• Material for this exercise
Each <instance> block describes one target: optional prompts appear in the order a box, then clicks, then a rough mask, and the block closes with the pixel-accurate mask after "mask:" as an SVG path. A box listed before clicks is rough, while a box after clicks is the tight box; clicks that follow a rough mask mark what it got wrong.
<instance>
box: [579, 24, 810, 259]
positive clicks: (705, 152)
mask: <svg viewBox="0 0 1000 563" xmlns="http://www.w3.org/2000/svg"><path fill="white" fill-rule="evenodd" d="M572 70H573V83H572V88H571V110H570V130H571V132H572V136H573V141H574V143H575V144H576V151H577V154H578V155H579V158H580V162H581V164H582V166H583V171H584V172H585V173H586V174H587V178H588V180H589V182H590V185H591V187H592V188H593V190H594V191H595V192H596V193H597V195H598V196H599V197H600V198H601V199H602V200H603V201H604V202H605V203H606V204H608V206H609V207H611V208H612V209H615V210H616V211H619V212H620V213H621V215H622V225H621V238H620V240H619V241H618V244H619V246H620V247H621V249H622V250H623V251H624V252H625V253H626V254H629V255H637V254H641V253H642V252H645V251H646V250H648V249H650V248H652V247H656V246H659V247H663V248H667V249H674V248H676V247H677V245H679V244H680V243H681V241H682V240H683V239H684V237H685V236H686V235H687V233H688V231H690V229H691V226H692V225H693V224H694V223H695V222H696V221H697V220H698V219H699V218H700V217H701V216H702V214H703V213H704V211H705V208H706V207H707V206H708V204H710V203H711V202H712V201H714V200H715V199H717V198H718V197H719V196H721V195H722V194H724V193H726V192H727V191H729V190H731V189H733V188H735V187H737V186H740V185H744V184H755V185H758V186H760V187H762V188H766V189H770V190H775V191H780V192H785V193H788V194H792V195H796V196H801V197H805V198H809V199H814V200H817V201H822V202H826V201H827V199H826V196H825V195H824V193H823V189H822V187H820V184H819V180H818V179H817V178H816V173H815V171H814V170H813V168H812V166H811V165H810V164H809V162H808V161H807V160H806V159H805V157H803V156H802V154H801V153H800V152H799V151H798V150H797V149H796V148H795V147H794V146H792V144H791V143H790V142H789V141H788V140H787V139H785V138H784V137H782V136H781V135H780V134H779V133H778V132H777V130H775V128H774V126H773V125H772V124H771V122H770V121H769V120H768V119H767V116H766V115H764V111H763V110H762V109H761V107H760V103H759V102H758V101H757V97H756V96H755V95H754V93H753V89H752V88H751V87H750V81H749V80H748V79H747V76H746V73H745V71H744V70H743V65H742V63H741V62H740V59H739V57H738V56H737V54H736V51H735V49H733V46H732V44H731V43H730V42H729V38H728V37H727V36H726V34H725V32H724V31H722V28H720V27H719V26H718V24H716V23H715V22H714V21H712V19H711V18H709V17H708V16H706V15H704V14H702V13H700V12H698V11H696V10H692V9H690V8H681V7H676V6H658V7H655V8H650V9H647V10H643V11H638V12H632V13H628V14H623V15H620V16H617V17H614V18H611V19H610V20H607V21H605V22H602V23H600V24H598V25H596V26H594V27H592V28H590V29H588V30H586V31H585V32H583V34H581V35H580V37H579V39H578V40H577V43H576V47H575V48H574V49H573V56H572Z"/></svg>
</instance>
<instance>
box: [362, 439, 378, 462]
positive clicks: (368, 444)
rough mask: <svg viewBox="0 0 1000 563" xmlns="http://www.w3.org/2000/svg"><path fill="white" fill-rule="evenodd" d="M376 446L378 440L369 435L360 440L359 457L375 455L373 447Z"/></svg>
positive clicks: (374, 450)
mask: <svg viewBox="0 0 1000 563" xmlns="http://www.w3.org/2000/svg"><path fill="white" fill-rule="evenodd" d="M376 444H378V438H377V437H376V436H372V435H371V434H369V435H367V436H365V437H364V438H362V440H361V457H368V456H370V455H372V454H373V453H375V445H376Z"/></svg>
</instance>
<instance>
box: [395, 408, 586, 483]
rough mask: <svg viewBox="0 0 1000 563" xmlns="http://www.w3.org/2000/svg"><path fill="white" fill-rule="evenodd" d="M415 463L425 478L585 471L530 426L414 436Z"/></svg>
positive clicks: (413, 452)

• Required work
Nothing before the line holding "box: [395, 408, 586, 483]" belongs in the answer. Repeat that line and the rest of the listing exactly.

• Output
box: [395, 408, 586, 483]
rough mask: <svg viewBox="0 0 1000 563" xmlns="http://www.w3.org/2000/svg"><path fill="white" fill-rule="evenodd" d="M415 463L425 478L585 471L530 426L414 436Z"/></svg>
positive clicks: (413, 452)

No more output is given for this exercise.